Task data –
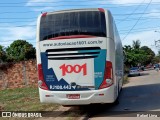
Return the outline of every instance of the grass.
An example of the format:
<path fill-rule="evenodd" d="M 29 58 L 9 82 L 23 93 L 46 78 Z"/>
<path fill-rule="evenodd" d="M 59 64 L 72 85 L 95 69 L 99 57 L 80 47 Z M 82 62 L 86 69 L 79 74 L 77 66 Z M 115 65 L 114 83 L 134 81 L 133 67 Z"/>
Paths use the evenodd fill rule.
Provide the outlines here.
<path fill-rule="evenodd" d="M 40 103 L 36 87 L 0 91 L 0 111 L 53 111 L 58 107 L 57 104 Z"/>

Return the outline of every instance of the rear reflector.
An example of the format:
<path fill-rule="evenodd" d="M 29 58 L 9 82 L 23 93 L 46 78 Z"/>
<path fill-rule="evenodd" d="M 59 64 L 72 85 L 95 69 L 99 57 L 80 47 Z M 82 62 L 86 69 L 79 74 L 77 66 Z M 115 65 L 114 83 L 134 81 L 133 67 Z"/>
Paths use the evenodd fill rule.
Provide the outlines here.
<path fill-rule="evenodd" d="M 100 85 L 99 89 L 110 87 L 113 84 L 113 69 L 112 69 L 112 62 L 106 62 L 106 69 L 104 74 L 104 79 L 102 84 Z"/>
<path fill-rule="evenodd" d="M 44 82 L 42 64 L 38 64 L 38 85 L 44 90 L 48 90 L 46 83 Z"/>

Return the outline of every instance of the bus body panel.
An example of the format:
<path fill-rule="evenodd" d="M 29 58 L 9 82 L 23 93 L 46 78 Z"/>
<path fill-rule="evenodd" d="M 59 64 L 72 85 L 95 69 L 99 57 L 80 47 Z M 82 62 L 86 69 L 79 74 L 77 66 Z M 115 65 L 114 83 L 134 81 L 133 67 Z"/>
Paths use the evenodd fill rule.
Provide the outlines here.
<path fill-rule="evenodd" d="M 92 103 L 113 103 L 115 101 L 114 86 L 92 91 L 46 91 L 39 88 L 42 103 L 58 103 L 61 105 L 85 105 Z M 80 94 L 80 99 L 68 99 L 67 94 Z M 47 97 L 46 97 L 47 96 Z"/>
<path fill-rule="evenodd" d="M 40 51 L 44 79 L 49 90 L 92 90 L 98 89 L 103 81 L 106 38 L 45 40 L 40 42 Z M 88 59 L 88 55 L 97 57 Z M 74 59 L 77 56 L 86 59 Z M 65 60 L 67 57 L 73 59 Z"/>
<path fill-rule="evenodd" d="M 84 11 L 88 10 L 89 9 Z M 93 11 L 94 10 L 95 9 L 93 9 Z M 63 13 L 64 11 L 60 11 L 60 13 L 61 12 Z M 39 87 L 41 102 L 59 103 L 62 105 L 81 105 L 81 104 L 91 104 L 91 103 L 113 103 L 116 100 L 119 94 L 119 90 L 122 87 L 122 81 L 123 81 L 122 44 L 118 32 L 116 31 L 115 23 L 111 13 L 108 10 L 105 10 L 104 13 L 106 17 L 107 37 L 78 38 L 78 39 L 72 38 L 72 39 L 40 41 L 39 23 L 41 16 L 39 17 L 37 23 L 38 24 L 37 64 L 42 64 L 45 77 L 48 75 L 48 77 L 45 78 L 45 82 L 47 79 L 48 82 L 46 82 L 46 84 L 49 88 L 49 90 L 44 90 Z M 92 42 L 92 44 L 91 43 L 89 44 L 89 42 Z M 72 43 L 72 45 L 70 43 Z M 102 44 L 97 44 L 97 43 L 102 43 Z M 66 59 L 62 60 L 62 58 L 64 58 L 64 54 L 68 53 L 72 55 L 70 57 L 74 57 L 75 52 L 79 53 L 80 56 L 82 55 L 83 52 L 97 52 L 95 50 L 92 50 L 91 49 L 92 47 L 100 48 L 100 50 L 98 51 L 100 56 L 98 55 L 97 57 L 99 59 L 90 58 L 90 59 L 71 60 L 69 58 L 70 60 Z M 77 52 L 77 50 L 73 50 L 70 48 L 80 48 L 80 51 Z M 90 50 L 86 51 L 83 48 L 89 48 L 91 51 Z M 56 50 L 54 51 L 53 49 Z M 54 54 L 54 55 L 59 54 L 59 50 L 57 49 L 62 49 L 60 50 L 61 51 L 60 54 L 63 55 L 58 56 L 59 58 L 62 57 L 60 60 L 55 60 L 55 58 L 57 59 L 57 56 L 54 56 L 54 58 L 52 55 L 47 56 L 48 52 L 50 52 L 49 54 Z M 66 49 L 66 52 L 64 51 L 64 49 Z M 70 49 L 69 52 L 67 51 L 67 49 Z M 46 61 L 48 62 L 46 63 Z M 107 61 L 111 61 L 112 63 L 112 69 L 113 69 L 112 74 L 114 83 L 110 87 L 99 89 L 100 85 L 103 82 L 105 66 Z M 83 65 L 84 66 L 87 65 L 86 71 L 88 75 L 85 74 L 84 72 L 85 67 Z M 79 67 L 82 67 L 82 69 L 80 70 Z M 74 70 L 71 70 L 73 68 Z M 64 69 L 63 72 L 62 69 Z M 54 75 L 52 73 L 54 73 Z M 57 89 L 54 86 L 53 81 L 59 82 L 61 80 L 63 82 L 58 83 L 58 85 L 62 84 L 62 86 L 58 86 Z M 64 81 L 67 81 L 67 84 L 70 86 L 64 86 L 63 85 Z M 80 89 L 78 87 L 82 88 Z M 68 94 L 75 94 L 75 95 L 78 94 L 80 98 L 69 99 L 67 98 Z"/>

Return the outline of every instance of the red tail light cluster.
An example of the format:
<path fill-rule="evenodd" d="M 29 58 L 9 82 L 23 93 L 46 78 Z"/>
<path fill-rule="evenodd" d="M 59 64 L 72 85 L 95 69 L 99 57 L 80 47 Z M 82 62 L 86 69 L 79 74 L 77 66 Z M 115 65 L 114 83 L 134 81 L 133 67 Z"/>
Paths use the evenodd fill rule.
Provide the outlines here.
<path fill-rule="evenodd" d="M 104 73 L 104 79 L 102 84 L 100 85 L 99 89 L 110 87 L 113 84 L 113 68 L 112 62 L 106 62 L 106 69 Z"/>
<path fill-rule="evenodd" d="M 44 82 L 44 75 L 42 70 L 42 64 L 38 64 L 38 85 L 44 90 L 48 90 L 46 83 Z"/>

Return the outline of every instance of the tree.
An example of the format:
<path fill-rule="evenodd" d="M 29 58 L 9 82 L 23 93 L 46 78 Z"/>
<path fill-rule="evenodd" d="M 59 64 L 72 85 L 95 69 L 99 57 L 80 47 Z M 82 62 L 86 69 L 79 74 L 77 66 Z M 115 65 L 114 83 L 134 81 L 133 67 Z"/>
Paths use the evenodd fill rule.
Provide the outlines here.
<path fill-rule="evenodd" d="M 23 61 L 35 58 L 35 48 L 25 40 L 16 40 L 6 49 L 8 61 Z"/>
<path fill-rule="evenodd" d="M 145 65 L 150 64 L 152 62 L 153 58 L 155 57 L 155 53 L 147 46 L 143 46 L 140 49 L 143 50 L 144 54 L 147 56 L 144 61 L 144 64 Z"/>
<path fill-rule="evenodd" d="M 3 63 L 6 61 L 6 52 L 5 52 L 5 48 L 0 45 L 0 63 Z"/>
<path fill-rule="evenodd" d="M 139 66 L 150 64 L 155 56 L 155 53 L 147 46 L 141 47 L 139 40 L 133 41 L 132 47 L 125 45 L 123 50 L 126 53 L 126 66 Z"/>
<path fill-rule="evenodd" d="M 139 49 L 140 46 L 141 46 L 140 40 L 136 40 L 136 41 L 133 40 L 133 44 L 132 44 L 133 49 Z"/>

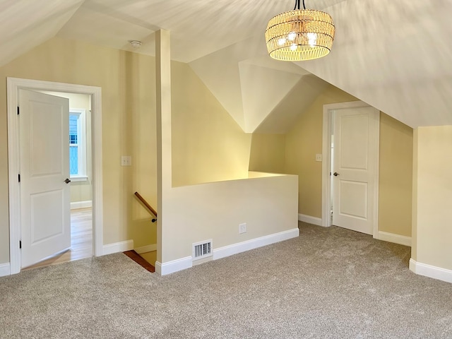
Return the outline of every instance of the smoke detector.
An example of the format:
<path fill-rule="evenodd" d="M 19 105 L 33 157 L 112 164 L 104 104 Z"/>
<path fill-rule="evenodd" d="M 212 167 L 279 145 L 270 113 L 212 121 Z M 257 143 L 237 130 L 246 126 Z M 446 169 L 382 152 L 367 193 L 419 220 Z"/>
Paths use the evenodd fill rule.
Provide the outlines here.
<path fill-rule="evenodd" d="M 132 47 L 135 49 L 137 49 L 141 47 L 141 42 L 138 40 L 131 40 L 129 41 L 130 44 L 132 45 Z"/>

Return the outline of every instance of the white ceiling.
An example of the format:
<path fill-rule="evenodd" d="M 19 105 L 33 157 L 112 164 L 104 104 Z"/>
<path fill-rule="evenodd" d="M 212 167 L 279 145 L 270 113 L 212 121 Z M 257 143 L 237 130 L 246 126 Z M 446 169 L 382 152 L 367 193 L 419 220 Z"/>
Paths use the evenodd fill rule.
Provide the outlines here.
<path fill-rule="evenodd" d="M 294 3 L 0 0 L 0 65 L 54 36 L 154 55 L 163 28 L 172 59 L 189 63 L 246 132 L 286 131 L 326 85 L 311 73 L 412 127 L 452 124 L 452 1 L 305 0 L 333 17 L 333 50 L 275 61 L 263 32 Z M 143 45 L 133 50 L 129 40 Z"/>

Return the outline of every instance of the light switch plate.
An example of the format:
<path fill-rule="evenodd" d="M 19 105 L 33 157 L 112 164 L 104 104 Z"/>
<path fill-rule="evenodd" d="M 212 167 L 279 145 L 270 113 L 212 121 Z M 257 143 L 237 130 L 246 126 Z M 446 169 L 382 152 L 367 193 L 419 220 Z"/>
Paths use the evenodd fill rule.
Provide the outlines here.
<path fill-rule="evenodd" d="M 121 166 L 131 166 L 132 157 L 131 155 L 123 155 L 121 157 Z"/>

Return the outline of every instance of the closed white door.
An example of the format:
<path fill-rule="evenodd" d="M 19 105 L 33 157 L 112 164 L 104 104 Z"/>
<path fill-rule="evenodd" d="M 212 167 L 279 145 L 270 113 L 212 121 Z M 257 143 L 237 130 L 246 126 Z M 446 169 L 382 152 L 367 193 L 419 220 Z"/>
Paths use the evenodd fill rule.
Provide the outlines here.
<path fill-rule="evenodd" d="M 334 112 L 333 224 L 372 234 L 379 112 L 371 107 Z"/>
<path fill-rule="evenodd" d="M 21 267 L 27 267 L 71 246 L 69 103 L 20 90 L 19 107 Z"/>

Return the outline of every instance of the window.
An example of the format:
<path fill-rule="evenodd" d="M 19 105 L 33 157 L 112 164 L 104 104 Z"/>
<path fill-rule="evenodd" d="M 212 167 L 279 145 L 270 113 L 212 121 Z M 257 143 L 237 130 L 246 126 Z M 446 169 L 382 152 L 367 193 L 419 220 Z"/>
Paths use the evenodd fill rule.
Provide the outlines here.
<path fill-rule="evenodd" d="M 85 109 L 69 109 L 69 173 L 74 182 L 88 180 Z"/>

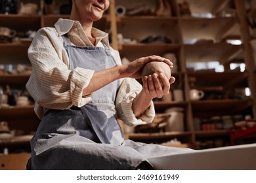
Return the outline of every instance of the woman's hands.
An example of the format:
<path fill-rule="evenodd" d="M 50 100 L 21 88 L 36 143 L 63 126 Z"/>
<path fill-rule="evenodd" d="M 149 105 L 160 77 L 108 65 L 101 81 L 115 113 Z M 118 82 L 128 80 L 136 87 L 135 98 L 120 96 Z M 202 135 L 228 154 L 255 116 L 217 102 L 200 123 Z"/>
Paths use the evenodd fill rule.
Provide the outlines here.
<path fill-rule="evenodd" d="M 123 77 L 139 78 L 141 77 L 141 73 L 144 66 L 150 61 L 163 61 L 171 68 L 173 67 L 173 63 L 168 59 L 158 56 L 151 56 L 139 58 L 127 65 L 123 65 L 124 67 L 121 75 Z"/>
<path fill-rule="evenodd" d="M 169 93 L 170 85 L 175 81 L 175 78 L 173 76 L 168 80 L 167 78 L 163 73 L 159 75 L 154 73 L 152 75 L 145 76 L 142 78 L 143 90 L 150 98 L 161 98 L 163 96 Z"/>

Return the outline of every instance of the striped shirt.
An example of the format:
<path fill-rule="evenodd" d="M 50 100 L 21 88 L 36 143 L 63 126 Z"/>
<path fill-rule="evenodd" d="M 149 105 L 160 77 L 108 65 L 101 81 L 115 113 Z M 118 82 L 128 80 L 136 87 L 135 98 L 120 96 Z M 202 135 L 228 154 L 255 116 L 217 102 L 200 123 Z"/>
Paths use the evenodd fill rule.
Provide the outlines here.
<path fill-rule="evenodd" d="M 28 52 L 32 73 L 26 88 L 35 100 L 34 110 L 40 119 L 45 108 L 81 107 L 91 101 L 91 95 L 82 97 L 82 92 L 94 71 L 79 67 L 69 69 L 69 58 L 62 37 L 66 33 L 74 45 L 95 46 L 77 21 L 60 18 L 54 27 L 43 27 L 37 32 Z M 93 28 L 92 35 L 95 45 L 108 46 L 117 65 L 121 65 L 119 52 L 110 46 L 108 33 Z M 153 102 L 140 117 L 133 114 L 133 101 L 141 90 L 141 84 L 135 79 L 121 79 L 116 99 L 117 118 L 129 125 L 150 123 L 155 116 Z"/>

Written instruction – Quote only the lines from the line containing "Return the outline of every instance of the striped" through the end of the entries, keeping the first and the last.

Exercise output –
Return the outline of every instance of the striped shirt.
An example of the format:
<path fill-rule="evenodd" d="M 50 100 L 21 88 L 36 143 L 63 126 Z"/>
<path fill-rule="evenodd" d="M 149 105 L 160 77 L 108 65 L 101 81 L 115 113 Z M 118 82 L 128 80 L 136 87 L 135 98 L 120 96 Z M 202 135 L 228 154 L 255 116 L 217 102 L 200 123 Z"/>
Paths use the evenodd fill rule.
Provide the outlines here.
<path fill-rule="evenodd" d="M 28 52 L 32 73 L 26 88 L 35 100 L 34 110 L 40 119 L 45 108 L 81 107 L 91 101 L 91 95 L 82 97 L 82 92 L 94 71 L 79 67 L 69 69 L 69 58 L 62 37 L 66 33 L 74 45 L 95 46 L 77 21 L 60 18 L 54 27 L 43 27 L 37 32 Z M 93 28 L 92 35 L 95 45 L 108 46 L 117 65 L 121 65 L 119 52 L 110 46 L 108 33 Z M 153 102 L 140 117 L 133 114 L 133 101 L 141 90 L 141 84 L 135 79 L 121 79 L 116 99 L 117 118 L 129 125 L 150 123 L 155 116 Z"/>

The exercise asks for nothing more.